READING PASSAGE:
# # # # #

Risking It All
The spirit of adventure is alive and well
There is a priggish voice inside most of us that complains, on hearing about someone like Geoffrey Tabin, "Where would we be if everyone jumped off bridges on long rubber bungee cords?" Bobbing boozily up and down, yoing, yoing, yoing, that is where we would be. Can't have that; no one ever got any aluminum siding sold or orthodontia bills paid while dangling from a bungee cord. And Tabin, a Harvard medical student, admits that an alcohol-fueled, top-hat-and-tails leap off of Colorado's 1,053-ft.-high Royal Gorge bridge in 1980 required "no skill, just a little stupidity and a fairly calculated risk."
Thus it is gratifying to learn that Tabin, 27, who carried off his stunt with several other members of something called the Oxford Dangerous Sports Club, has moved on to more mature concerns. He is in fact a member of an American mountaineering expedition in Tibet that intends to make an ascent without oxygen of Everest's forbidding and unclimbed East Face. George Leigh Mallory, the great British climber who died on Everest while making a summit attempt in 1924, had written of the East Face that "other men, less wise, might attempt this way if they would, but, emphatically, it was not for us." Tabin, tracked down with his colleagues in China last week, said, "The most difficult and scary part is explaining to a Jewish grandmother that you're taking time off from medical school to do it." He also said that he would like to make love on top of Everest but had no realistic hope of doing so.

# # # # #

MATERIAL SUPPLIED:
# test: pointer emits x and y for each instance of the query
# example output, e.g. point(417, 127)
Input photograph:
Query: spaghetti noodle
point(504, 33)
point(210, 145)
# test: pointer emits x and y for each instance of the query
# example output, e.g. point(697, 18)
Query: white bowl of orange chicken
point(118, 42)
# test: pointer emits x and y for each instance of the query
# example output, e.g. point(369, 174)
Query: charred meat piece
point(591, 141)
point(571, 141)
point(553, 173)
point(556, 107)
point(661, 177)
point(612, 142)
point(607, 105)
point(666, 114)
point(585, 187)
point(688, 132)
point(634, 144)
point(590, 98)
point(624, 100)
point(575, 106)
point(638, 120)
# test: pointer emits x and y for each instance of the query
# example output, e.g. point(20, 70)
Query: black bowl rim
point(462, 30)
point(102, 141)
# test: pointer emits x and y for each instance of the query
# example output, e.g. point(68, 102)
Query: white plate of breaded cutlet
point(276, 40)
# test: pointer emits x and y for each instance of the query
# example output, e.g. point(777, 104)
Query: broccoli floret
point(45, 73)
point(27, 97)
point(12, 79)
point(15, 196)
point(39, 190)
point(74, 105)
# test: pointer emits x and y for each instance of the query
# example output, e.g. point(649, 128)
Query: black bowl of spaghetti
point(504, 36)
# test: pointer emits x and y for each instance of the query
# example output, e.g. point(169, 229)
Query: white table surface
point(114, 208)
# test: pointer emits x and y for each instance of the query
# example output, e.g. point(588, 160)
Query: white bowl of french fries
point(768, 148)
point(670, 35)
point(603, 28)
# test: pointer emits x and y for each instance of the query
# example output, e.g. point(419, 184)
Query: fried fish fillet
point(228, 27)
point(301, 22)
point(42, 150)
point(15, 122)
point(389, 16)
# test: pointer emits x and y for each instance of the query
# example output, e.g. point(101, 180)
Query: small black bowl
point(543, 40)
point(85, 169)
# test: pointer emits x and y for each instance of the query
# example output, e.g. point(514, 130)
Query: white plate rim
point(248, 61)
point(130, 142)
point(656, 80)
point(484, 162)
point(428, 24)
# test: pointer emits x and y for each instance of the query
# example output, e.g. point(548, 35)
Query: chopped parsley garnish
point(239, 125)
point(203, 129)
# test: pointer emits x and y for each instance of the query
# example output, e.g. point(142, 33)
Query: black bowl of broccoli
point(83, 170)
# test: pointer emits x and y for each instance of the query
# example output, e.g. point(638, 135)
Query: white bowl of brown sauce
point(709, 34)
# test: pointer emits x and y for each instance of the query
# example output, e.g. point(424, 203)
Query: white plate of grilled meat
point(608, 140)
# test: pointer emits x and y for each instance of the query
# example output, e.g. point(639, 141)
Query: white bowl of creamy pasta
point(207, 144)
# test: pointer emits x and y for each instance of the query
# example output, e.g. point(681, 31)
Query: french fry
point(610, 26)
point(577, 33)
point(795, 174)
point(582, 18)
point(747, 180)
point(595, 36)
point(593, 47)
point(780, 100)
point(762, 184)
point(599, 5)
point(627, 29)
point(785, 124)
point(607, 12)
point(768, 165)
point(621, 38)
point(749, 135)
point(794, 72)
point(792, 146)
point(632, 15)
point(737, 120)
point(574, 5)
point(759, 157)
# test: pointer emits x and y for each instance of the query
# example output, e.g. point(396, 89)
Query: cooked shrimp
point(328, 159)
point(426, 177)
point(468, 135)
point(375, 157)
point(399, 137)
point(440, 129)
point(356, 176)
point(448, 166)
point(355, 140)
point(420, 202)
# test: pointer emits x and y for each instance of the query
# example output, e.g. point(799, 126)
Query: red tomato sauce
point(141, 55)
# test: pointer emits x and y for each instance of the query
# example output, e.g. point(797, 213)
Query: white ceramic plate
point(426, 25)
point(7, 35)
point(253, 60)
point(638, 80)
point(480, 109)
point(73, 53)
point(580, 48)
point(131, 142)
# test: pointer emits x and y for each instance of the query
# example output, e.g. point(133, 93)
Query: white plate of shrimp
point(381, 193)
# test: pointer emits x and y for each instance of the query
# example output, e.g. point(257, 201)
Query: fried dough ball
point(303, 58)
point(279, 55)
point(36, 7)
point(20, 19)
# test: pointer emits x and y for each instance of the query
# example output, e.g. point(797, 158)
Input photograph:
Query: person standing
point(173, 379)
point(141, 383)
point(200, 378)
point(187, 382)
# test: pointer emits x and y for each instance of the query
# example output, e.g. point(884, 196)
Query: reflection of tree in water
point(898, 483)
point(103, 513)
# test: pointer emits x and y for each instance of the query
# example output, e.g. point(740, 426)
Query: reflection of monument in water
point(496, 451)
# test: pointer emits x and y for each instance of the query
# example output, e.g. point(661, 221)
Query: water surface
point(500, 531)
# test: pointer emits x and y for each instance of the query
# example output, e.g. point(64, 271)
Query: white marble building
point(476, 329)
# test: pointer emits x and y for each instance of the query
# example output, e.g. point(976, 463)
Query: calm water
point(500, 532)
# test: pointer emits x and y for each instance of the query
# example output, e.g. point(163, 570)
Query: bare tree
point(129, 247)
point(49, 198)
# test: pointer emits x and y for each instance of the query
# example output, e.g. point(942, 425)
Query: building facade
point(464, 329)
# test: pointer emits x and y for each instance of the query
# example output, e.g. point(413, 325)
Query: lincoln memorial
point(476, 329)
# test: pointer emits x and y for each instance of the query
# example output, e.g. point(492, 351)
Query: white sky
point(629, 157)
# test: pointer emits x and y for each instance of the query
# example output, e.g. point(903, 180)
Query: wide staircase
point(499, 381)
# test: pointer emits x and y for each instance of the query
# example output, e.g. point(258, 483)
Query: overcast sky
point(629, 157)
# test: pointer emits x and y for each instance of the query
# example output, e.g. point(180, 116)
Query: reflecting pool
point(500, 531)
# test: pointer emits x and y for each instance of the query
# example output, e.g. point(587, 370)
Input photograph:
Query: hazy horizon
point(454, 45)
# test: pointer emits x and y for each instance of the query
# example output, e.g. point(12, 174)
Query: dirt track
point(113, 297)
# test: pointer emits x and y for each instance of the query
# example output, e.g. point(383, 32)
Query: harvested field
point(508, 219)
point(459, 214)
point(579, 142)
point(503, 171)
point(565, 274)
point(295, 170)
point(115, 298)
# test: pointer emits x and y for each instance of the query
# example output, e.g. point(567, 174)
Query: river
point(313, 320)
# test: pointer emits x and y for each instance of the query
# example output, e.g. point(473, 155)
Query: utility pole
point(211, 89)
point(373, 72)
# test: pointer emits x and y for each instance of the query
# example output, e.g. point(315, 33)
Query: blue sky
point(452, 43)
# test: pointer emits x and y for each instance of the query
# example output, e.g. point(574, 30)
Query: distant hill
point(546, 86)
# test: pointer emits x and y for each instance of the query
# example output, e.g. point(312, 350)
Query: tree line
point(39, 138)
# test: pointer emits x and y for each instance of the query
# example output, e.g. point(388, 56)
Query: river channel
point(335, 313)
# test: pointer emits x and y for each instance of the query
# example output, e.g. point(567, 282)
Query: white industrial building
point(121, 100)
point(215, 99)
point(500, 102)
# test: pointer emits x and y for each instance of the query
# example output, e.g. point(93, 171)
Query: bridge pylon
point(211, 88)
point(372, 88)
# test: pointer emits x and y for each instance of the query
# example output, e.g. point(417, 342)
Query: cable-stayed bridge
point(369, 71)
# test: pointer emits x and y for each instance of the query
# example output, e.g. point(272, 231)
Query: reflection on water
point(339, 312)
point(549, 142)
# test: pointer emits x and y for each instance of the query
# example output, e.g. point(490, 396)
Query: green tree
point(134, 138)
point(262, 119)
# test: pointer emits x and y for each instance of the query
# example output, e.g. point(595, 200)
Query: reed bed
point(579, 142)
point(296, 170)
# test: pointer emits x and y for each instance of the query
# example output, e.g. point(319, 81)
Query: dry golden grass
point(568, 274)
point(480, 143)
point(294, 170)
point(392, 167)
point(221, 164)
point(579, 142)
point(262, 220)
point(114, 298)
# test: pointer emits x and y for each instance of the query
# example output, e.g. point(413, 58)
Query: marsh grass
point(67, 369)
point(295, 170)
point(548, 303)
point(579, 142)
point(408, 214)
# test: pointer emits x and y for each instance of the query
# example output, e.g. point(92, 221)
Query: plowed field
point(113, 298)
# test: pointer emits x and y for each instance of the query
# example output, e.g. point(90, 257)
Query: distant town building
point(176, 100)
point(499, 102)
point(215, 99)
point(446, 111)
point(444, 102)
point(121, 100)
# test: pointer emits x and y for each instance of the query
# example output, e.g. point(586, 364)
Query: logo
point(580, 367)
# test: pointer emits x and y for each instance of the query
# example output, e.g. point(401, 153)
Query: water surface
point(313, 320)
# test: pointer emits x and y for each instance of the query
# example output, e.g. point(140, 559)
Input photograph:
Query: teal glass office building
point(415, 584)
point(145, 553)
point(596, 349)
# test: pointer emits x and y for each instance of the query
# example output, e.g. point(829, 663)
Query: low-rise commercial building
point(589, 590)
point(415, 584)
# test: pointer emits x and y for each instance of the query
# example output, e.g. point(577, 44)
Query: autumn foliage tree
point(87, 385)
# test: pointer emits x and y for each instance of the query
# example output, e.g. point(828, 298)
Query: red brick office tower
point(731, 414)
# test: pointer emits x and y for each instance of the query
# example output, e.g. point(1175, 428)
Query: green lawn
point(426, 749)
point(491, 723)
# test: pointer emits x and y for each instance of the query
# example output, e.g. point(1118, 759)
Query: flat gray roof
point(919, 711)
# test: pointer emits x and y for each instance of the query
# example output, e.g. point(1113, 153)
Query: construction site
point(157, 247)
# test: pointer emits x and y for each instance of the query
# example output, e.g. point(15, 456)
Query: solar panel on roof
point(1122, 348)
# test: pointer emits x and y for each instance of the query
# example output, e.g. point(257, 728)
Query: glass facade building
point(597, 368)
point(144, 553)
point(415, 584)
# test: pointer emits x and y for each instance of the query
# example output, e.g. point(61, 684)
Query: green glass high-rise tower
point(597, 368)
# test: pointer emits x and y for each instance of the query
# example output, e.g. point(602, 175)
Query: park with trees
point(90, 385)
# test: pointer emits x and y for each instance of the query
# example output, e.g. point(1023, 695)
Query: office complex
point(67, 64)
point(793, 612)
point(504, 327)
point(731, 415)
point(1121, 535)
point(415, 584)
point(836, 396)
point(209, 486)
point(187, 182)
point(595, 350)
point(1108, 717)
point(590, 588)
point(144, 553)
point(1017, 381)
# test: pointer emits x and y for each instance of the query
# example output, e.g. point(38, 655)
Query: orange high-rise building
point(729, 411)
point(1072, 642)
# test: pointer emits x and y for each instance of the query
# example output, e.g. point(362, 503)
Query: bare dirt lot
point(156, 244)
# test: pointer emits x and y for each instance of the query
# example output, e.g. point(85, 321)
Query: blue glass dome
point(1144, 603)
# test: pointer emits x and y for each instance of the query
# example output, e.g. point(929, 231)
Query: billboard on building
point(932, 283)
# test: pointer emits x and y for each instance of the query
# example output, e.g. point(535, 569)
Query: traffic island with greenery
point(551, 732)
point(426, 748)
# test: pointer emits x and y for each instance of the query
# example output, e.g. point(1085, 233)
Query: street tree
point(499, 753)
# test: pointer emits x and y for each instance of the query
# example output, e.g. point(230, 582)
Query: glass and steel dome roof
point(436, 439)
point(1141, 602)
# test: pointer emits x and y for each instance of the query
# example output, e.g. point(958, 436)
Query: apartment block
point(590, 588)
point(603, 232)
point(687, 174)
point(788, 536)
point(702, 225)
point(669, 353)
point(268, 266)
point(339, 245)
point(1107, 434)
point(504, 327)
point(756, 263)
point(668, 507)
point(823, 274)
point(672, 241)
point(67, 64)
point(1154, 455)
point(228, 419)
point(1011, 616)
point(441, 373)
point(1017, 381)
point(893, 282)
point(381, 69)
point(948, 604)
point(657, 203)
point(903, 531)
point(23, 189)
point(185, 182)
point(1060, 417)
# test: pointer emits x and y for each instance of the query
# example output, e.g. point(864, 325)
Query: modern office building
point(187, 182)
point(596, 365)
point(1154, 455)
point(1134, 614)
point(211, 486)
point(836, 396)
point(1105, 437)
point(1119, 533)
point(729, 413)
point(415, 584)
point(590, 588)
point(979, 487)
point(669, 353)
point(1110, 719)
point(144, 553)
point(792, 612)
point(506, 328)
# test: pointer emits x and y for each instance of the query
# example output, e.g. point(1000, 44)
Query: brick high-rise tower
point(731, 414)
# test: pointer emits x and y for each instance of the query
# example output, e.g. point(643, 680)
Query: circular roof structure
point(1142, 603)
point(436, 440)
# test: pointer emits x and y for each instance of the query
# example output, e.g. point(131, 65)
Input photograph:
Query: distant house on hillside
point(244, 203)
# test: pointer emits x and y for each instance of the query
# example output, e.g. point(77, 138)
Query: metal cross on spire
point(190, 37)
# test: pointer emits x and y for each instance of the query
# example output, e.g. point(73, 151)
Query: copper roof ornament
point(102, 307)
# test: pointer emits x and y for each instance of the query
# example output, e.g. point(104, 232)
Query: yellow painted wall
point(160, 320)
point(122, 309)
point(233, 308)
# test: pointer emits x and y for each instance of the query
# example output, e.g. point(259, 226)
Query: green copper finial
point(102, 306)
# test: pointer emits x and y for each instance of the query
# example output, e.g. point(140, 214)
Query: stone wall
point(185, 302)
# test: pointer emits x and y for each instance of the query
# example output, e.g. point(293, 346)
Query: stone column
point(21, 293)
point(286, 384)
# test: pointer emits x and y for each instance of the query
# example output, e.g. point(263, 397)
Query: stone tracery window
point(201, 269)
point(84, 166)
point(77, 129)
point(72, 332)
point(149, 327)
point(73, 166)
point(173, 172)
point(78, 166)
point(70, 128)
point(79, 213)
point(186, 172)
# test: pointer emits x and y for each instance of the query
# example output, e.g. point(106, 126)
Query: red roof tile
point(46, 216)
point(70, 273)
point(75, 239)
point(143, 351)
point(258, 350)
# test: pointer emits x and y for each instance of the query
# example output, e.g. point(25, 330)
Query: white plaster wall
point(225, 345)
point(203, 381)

# # # # #

ASSIGNMENT:
Carry on the article about Geoffrey Tabin and the spirit of adventure, starting after its last sentence. The records come from a separate source.

WRITTEN ANSWER:
Tabin and Teammate George Lowe, 38, tried to climb the East Face in 1981 and failed. They are, of course, expert mountaineers, who know the formidable dangers they confront. But this seriousness presents a problem in comprehension for citizens who like to think of themselves as solid. Everest's weather is as foul and unpredictable as any in the world, the avalanches of its snow fields and the icefalls of its tumbled glaciers pick off climbers every expedition or so, and the deadly thin air toward its 29,028-ft. summit debilitates and stupefies the mountaineers it does not sicken or cripple. What craziness is this to be serious about?
There have always been adventurers, footloose and sometimes screwloose, and their careless "Why not?" has always stirred alarming and delicious fears in settled souls whose timid question is "Why?" But Dr. Livingstone has been found (alive on the shore of Lake Tanganyika, in 1871, by Anglo-American Journalist Henry Morton Stanley), the Atlantic has been flown in a single-engine aircraft (by Lindbergh, in 1927), the polar regions have been explored (by an assortment of frauds and heroes), the world has been circumnavigated singlehanded (first by Joshua Slocum from 1895 to 1898), and all of the 14 mountains higher than 8,000 meters (26,400 ft.) have been climbed. Space is there to be rummaged, but not, at least in this century, by lonely daredevils.